TEXT SECTION ::
┏━━

The logic doesn't change when the child becomes an adult. The obligation was never theirs to begin with. However, some states are forcing adult children to financially care for parents, claiming the parents took care of the child before the child could do so on their own. This ignores that the child didn't ask to come into the world, and it is every parent's obligation to financially care for the child they chose to bring into the world. However, that's the entitlement humanity has and imposes. Like good job, you brought more labor to exploit into this world, so we're gonna reward you by enforcing them to take care of you, to remind them they're slaves to the system, which includes the cattle that brought them into existence.
If you're going to flip that logic and make the child responsible in a trade-off, then the adult child should be allowed to take the parent out of the world as part of filial law, giving adult children the same type of choice the parent had when the parent chose to bring someone in without asking for permission. So the adult child should be allowed to take somebody out without asking for permission, and I sincerely mean that as a policy suggestion. It's the same logic. Filial responsibility laws are wage masters pushing responsibilities onto the slaves. In this case, the masters become both the state and the parent or parents.
Never move to states like Alaska, Arkansas, California, Connecticut, Delaware, Georgia, Iowa, Idaho, Indiana, Kentucky, Louisiana, Massachusetts, Mississippi, Montana, Nevada, New Hampshire, New Jersey, North Carolina, North Dakota, Ohio, Oregon, Pennsylvania, Rhode Island, South Dakota, Tennessee, Utah, Vermont, Virginia, and West Virginia. Enforcement varies, but the law on the books is the law on the books, and those laws violate individual liberties and human sovereignty.
Call me cold or heartless, but it should be up to the individual, not imposed on them. You bring someone into the world, just like when you take vows to marry someone, you're choosing to do so. And just like prenups are around to stop marital obligations, we have ways to stop unwanted pregnancies, and there's even reference in the Bible to a miscarriage potion: Numbers 5:11-31, the Ordeal of the Bitter Water, meaning those who invoke God against it cannot claim their own scripture is silent on the matter. The text itself explains how to terminate a pregnancy. This isn't new, and bringing someone into the world strictly to make them care for you or other family members when old and sick is slave-master logic, and nothing will change my mind otherwise.

┗━━

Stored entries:
┏━━

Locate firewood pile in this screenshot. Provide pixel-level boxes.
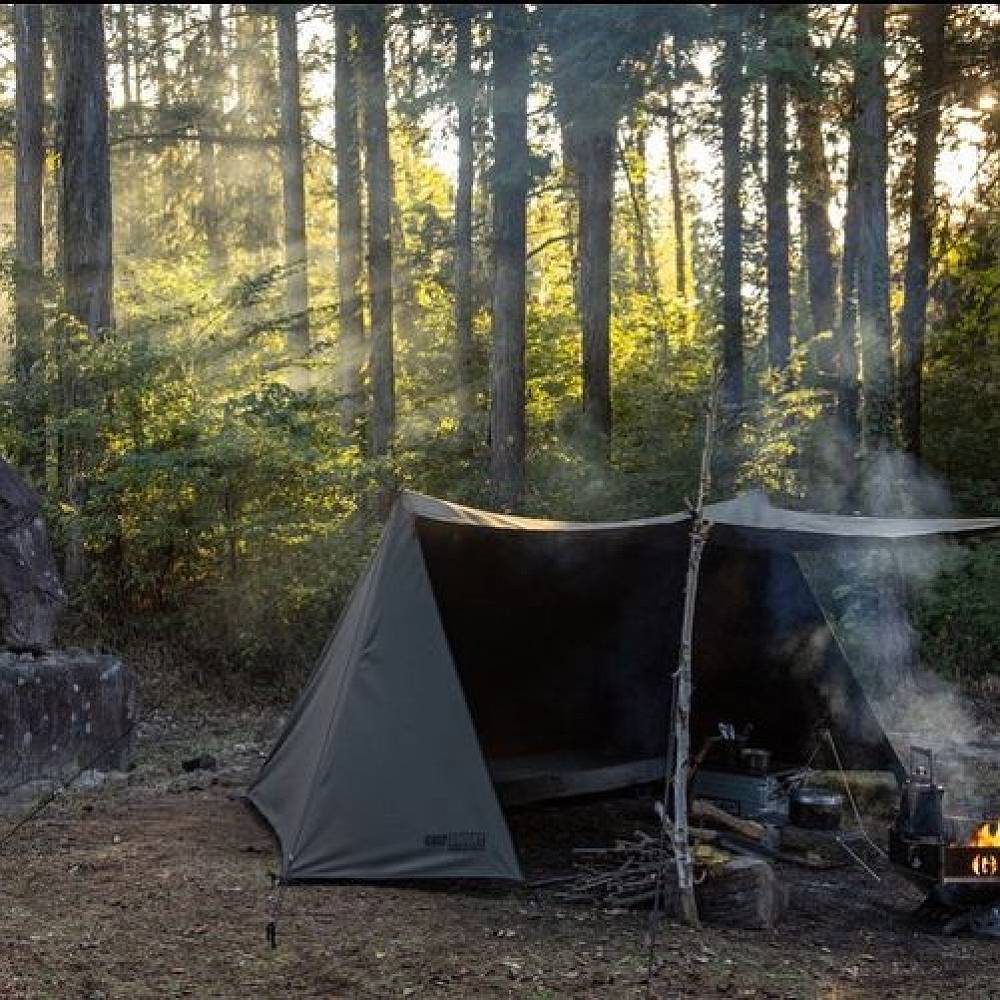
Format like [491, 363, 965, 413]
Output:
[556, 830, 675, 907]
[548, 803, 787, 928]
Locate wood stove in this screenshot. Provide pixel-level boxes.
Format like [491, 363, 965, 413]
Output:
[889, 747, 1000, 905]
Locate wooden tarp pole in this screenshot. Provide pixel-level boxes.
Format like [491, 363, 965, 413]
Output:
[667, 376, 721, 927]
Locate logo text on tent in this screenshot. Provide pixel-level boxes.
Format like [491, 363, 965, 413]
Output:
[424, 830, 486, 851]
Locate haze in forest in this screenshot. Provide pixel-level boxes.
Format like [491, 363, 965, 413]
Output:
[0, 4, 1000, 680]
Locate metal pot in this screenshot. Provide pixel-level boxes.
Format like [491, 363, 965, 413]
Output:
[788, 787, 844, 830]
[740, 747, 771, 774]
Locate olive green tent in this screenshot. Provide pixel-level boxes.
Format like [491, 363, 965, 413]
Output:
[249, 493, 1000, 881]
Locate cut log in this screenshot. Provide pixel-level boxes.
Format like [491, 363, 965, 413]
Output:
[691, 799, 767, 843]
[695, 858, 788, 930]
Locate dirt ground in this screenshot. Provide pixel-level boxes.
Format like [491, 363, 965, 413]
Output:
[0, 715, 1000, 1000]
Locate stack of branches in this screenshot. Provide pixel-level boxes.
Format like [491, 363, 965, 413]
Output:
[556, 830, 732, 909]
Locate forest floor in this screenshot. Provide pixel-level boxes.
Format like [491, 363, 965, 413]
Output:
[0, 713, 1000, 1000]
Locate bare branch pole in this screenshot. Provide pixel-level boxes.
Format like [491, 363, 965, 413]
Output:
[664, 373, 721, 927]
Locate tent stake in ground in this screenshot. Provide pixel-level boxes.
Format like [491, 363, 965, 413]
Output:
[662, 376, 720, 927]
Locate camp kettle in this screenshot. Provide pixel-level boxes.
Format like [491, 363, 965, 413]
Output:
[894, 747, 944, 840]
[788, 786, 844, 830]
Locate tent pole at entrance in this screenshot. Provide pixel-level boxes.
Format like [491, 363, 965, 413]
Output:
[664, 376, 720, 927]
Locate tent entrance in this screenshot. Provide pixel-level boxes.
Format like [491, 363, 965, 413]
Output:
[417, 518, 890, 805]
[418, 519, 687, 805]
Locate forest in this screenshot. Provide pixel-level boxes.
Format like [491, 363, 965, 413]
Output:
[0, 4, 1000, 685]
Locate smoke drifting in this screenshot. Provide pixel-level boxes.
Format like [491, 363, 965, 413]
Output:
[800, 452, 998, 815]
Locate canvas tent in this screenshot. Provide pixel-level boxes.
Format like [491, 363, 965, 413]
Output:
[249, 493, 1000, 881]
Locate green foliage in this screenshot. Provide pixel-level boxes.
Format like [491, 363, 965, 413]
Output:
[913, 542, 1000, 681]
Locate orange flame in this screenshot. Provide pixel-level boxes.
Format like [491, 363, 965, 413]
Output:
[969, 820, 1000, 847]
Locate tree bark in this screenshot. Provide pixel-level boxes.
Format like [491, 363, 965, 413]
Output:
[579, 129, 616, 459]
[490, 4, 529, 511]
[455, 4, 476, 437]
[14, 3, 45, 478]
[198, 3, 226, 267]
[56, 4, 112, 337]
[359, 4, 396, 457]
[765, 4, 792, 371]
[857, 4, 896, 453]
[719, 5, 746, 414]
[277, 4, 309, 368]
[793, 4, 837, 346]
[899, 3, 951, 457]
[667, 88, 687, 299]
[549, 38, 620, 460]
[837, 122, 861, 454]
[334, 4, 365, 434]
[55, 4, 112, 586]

┗━━

TO-DO LIST ::
1) Which biblical passage does the text on filial responsibility laws cite?
2) Retype everything in the stored entries from the start down to the line containing "[548, 803, 787, 928]", with both ends included. Leave the pictures out of your answer.

ANSWERS GIVEN ::
1) Numbers 5:11-31, the Ordeal of the Bitter Water.

2)
Locate firewood pile in this screenshot. Provide pixel-level boxes.
Format like [491, 363, 965, 413]
Output:
[556, 830, 675, 907]
[548, 803, 787, 928]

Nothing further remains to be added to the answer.